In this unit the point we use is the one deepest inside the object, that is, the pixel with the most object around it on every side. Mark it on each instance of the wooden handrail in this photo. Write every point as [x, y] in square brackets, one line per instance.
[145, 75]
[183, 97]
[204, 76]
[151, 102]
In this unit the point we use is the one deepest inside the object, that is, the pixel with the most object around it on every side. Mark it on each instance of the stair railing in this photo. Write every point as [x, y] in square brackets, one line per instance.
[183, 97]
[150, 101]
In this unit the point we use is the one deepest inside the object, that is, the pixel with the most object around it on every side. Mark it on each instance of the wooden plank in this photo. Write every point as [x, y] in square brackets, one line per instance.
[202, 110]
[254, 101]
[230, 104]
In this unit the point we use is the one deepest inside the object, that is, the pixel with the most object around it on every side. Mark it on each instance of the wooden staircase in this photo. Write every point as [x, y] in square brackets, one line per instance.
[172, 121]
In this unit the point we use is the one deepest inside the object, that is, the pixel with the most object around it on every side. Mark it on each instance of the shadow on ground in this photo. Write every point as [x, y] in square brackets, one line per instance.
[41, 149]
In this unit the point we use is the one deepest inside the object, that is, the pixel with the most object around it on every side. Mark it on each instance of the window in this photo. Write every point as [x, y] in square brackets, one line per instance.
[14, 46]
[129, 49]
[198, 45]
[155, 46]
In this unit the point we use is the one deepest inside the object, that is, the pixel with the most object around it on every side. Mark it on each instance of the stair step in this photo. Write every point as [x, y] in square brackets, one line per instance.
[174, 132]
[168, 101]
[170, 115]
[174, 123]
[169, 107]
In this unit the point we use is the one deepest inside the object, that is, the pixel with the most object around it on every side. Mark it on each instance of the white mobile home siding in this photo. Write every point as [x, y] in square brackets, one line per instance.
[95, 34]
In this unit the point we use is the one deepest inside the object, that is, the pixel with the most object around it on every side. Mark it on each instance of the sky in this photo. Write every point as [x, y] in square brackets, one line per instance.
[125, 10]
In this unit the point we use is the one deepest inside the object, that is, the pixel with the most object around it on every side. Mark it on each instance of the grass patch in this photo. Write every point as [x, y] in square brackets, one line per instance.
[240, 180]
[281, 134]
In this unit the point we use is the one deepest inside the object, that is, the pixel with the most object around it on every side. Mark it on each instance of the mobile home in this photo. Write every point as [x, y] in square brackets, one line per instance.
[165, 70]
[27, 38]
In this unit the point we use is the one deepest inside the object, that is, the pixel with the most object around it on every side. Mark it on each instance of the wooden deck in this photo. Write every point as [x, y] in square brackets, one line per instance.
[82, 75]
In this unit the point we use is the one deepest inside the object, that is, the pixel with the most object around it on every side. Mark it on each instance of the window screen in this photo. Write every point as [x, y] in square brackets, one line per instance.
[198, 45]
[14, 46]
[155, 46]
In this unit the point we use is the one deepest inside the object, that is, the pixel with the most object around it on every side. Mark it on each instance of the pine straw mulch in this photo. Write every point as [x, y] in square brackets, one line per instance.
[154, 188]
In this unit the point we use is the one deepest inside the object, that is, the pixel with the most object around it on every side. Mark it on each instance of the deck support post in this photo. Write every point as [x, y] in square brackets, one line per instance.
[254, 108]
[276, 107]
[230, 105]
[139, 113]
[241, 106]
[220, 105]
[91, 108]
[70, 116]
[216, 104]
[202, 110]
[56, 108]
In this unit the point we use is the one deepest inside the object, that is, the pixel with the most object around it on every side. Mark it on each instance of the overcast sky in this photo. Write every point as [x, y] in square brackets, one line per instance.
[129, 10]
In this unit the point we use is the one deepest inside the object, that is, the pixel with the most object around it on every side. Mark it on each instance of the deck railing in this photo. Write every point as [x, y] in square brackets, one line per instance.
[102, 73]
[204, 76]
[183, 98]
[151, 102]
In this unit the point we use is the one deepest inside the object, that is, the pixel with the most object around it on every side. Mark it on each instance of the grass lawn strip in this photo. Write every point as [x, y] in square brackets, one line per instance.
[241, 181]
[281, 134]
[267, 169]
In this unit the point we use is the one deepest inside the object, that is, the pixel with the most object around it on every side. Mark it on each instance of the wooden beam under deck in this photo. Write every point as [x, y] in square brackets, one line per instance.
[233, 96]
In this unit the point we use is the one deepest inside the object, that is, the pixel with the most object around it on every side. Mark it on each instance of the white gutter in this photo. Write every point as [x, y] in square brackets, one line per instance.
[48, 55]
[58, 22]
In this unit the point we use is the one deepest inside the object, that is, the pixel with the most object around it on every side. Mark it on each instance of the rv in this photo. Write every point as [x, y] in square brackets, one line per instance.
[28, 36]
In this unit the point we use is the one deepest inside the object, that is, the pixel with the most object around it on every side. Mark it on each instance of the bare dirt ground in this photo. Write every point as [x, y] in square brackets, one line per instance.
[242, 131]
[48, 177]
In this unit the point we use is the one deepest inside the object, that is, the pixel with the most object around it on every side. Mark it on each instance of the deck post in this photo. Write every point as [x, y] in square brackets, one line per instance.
= = = = =
The lines to reproduce run from the line containing "of the bare" to the end of the listing; write them out exactly and add nothing.

Written response:
In this unit the point we use is the one deepest inside the object, that is, the pixel with the most object around it on every side. Mark it on each instance of the bare dirt ground in this photo. Write every point as [x, y] in square brackets, one line per instance.
[242, 131]
[48, 177]
In this unit the point we use is the one deepest inside the object, that is, the pixel with the most object around it on every side. Mark it on each instance of the deck post in this photo. Write every point as [x, y] in square brackets, one line per instance.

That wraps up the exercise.